-- BEGIN Records --
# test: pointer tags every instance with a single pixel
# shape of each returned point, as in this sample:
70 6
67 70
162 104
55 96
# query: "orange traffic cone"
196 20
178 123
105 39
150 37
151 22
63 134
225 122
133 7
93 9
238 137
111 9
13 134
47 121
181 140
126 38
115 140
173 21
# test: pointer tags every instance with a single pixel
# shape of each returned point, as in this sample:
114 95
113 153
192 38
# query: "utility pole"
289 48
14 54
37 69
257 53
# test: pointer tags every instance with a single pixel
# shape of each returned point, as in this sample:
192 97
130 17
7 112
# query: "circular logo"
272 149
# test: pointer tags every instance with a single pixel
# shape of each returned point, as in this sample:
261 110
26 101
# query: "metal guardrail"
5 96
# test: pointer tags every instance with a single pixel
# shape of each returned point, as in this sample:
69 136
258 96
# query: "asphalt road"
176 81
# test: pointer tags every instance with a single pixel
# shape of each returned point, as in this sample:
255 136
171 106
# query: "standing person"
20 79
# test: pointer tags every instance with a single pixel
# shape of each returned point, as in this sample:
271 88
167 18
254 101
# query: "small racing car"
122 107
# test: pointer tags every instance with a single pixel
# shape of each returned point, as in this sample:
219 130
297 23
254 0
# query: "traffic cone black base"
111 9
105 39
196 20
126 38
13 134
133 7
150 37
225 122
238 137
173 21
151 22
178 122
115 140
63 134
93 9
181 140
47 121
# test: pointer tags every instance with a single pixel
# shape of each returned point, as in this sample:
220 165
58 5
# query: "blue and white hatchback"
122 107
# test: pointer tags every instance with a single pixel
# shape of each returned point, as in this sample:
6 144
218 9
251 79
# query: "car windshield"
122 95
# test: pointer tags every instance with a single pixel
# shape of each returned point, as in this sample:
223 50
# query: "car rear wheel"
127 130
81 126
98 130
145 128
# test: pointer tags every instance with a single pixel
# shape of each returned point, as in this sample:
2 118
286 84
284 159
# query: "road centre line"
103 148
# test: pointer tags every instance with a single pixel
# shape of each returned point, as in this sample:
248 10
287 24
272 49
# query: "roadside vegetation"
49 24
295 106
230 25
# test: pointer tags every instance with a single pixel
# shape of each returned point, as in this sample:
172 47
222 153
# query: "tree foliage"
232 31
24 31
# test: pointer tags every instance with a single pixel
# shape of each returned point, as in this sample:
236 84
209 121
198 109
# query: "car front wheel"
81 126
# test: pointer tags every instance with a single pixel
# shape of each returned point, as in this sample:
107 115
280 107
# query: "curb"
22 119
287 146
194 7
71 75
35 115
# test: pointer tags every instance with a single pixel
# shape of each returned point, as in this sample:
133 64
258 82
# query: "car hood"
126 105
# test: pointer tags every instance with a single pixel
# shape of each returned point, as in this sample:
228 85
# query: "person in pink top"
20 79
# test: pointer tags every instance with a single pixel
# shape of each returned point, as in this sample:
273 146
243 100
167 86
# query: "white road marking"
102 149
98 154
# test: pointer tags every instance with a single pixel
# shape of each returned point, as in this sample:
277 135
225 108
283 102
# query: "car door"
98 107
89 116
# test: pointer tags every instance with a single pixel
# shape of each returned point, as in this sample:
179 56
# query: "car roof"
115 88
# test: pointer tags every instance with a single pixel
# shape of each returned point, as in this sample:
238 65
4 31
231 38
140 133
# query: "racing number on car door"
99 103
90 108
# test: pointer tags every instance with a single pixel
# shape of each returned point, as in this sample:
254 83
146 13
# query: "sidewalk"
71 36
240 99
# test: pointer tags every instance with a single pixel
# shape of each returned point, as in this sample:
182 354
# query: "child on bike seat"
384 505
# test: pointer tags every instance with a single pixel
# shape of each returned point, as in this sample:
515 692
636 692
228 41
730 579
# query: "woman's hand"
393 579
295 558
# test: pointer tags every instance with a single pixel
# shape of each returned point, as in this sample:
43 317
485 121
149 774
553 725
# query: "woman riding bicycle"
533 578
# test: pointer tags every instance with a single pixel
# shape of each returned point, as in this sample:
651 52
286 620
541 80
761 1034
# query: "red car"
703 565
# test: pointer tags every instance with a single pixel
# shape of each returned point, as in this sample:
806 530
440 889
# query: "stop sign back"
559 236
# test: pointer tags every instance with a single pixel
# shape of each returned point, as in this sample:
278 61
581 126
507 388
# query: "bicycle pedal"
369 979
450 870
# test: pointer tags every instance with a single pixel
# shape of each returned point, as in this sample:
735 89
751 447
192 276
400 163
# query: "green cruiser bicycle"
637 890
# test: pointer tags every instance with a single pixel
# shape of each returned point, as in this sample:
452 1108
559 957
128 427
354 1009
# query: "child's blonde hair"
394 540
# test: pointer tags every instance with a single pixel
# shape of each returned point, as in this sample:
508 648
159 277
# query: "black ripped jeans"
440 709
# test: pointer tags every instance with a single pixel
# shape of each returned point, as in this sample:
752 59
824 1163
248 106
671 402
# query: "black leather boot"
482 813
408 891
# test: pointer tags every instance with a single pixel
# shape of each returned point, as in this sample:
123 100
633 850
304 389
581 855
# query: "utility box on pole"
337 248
-- END Records --
What you are asked to do
Return the entries above exactly, each one complete.

Task output
# test: pointer tags every instance with a single pixel
# shape of each returned point, as in this sample:
70 6
67 70
162 104
55 96
# query: "orange traffic cone"
196 20
178 123
105 39
150 37
151 22
63 134
225 122
133 7
93 9
238 137
111 9
13 134
47 121
181 140
126 38
115 140
173 21
# test: pointer tags every instance with a single pixel
# shape of each returned point, as in this sample:
114 95
113 153
192 38
# query: "utility pole"
289 48
14 54
37 69
257 53
# test: pointer tags every instance with a single pixel
# shape of each returned point, as in this sample:
192 97
130 17
7 112
# query: "circular logo"
272 149
# test: pointer tags every instance with a single pixel
# shape of each returned point, as in this sample:
261 110
26 101
# query: "metal guardrail"
5 96
# test: pointer tags every instance with a single pixel
# shape of each returned point, as in this sample:
69 136
258 96
# query: "asphalt road"
176 81
# test: pointer tags every instance with a single pixel
# shape of each returned point, as in this sample:
255 136
171 106
# query: "standing person"
20 79
# test: pointer tags every instance with a single pixel
# shape of each returned point, as in this sample:
271 88
167 18
254 101
# query: "small racing car"
122 107
# test: pointer tags every instance with a single pixel
# shape of each returned point, as in this sample:
219 130
297 23
254 0
# query: "traffic cone black base"
111 9
105 39
196 20
126 38
13 134
133 7
150 37
225 122
238 137
173 21
151 22
178 122
115 140
63 134
93 9
181 140
47 121
# test: pointer tags every instance with a single pixel
# shape of each returned point, as in this sample:
220 165
58 5
# query: "blue and white hatchback"
122 107
# test: pointer tags every instance with a single pixel
# shape of each returned point, as in this sample:
6 144
218 9
251 79
# query: "car windshield"
122 95
# test: pointer tags every instance with a single pixel
# shape of each returned point, as in this sample:
223 50
# query: "car rear wheel"
127 130
81 126
98 130
145 128
# test: pointer tags every instance with a single pixel
# shape of each returned point, as in this sample:
2 118
286 84
284 159
# query: "road centre line"
103 148
# test: pointer tags every instance with a single pixel
# shape of each returned point, as in this sample:
248 10
287 24
272 49
# query: "roadside vegetation"
49 24
295 106
230 25
# test: pointer tags every instance with a single pixel
# shape of each returned point, as in this sample:
172 47
222 153
# query: "tree foliage"
232 31
24 31
# test: pointer tags every instance with a single pixel
# shape of each returned point, as in this sample:
236 84
209 121
198 109
# query: "car front wheel"
81 126
# test: pointer tags every instance with a single pixel
# shape of each returned point, as in this sample:
107 115
280 107
# query: "curb"
22 119
287 146
194 7
71 75
35 115
# test: pointer tags every instance with a single pixel
# shape of each returned point, as in this sample:
133 64
258 82
# query: "car hood"
126 105
# test: pointer tags every instance with a single pixel
# shape of each returned point, as in this sample:
228 85
# query: "person in pink top"
20 79
# test: pointer tags every instance with a single pixel
# shape of each returned point, as in this sample:
273 146
243 100
167 86
# query: "white road marking"
102 149
98 154
# test: pointer tags every instance with a single pixel
# shape of each returned point, as in this sample:
277 135
225 108
283 102
# query: "car door"
98 107
89 116
# test: pointer tags every instance with a single pixel
# shape of each returned point, as in this sample:
179 56
# query: "car roof"
115 88
# test: pointer tags every instance with a single pixel
# shape of each returned point, as in this sample:
238 65
4 31
231 38
140 133
# query: "racing number on car door"
99 103
90 108
# test: pointer tags every instance with a single pixel
# shape of each returned point, as in this sample:
254 83
146 13
# query: "sidewalk"
71 36
240 99
# test: pointer tags every instance with a single pixel
# shape of each returned point, as in this sample:
182 354
# query: "child on bike seat"
384 505
# test: pointer tags every instance with a single pixel
# shape of each returned point, as in this sample:
515 692
636 692
228 41
730 579
# query: "woman's hand"
393 579
295 558
# test: pointer tags every instance with a single pixel
# shape of each returned point, as in this sample:
43 317
485 121
149 774
553 725
# query: "woman riding bicycle"
533 578
# test: pointer tags every instance with a single pixel
# shape of each returned point, as in this sample:
651 52
286 620
541 80
761 1034
# query: "red car"
703 565
# test: pointer tags every instance with a single pixel
# shape of each returned point, as in this sample:
806 530
440 889
# query: "stop sign back"
559 236
# test: pointer tags every instance with a single pixel
# shape of each returned point, as in this sample:
278 61
581 126
507 388
# query: "bicycle pedal"
369 979
450 870
# test: pointer tags every instance with a single pixel
# shape of each returned point, as in this sample:
735 89
751 447
192 276
400 163
# query: "green cruiser bicycle"
637 890
# test: pointer tags every instance with a single pixel
# shape of each returned point, as in this sample:
452 1108
559 957
128 427
354 1009
# query: "child's blonde hair"
394 540
# test: pointer tags every instance with a single pixel
# shape of each returned point, as in this sample:
508 648
159 277
# query: "black ripped jeans"
440 709
# test: pointer tags every instance with a single pixel
# shape of each returned point, as in this sample:
752 59
824 1163
248 106
671 402
# query: "black leather boot"
482 813
408 891
# test: pointer tags every instance with a single pixel
# shape of each returned point, as in this sample:
123 100
633 850
304 389
581 855
# query: "utility box on pole"
337 248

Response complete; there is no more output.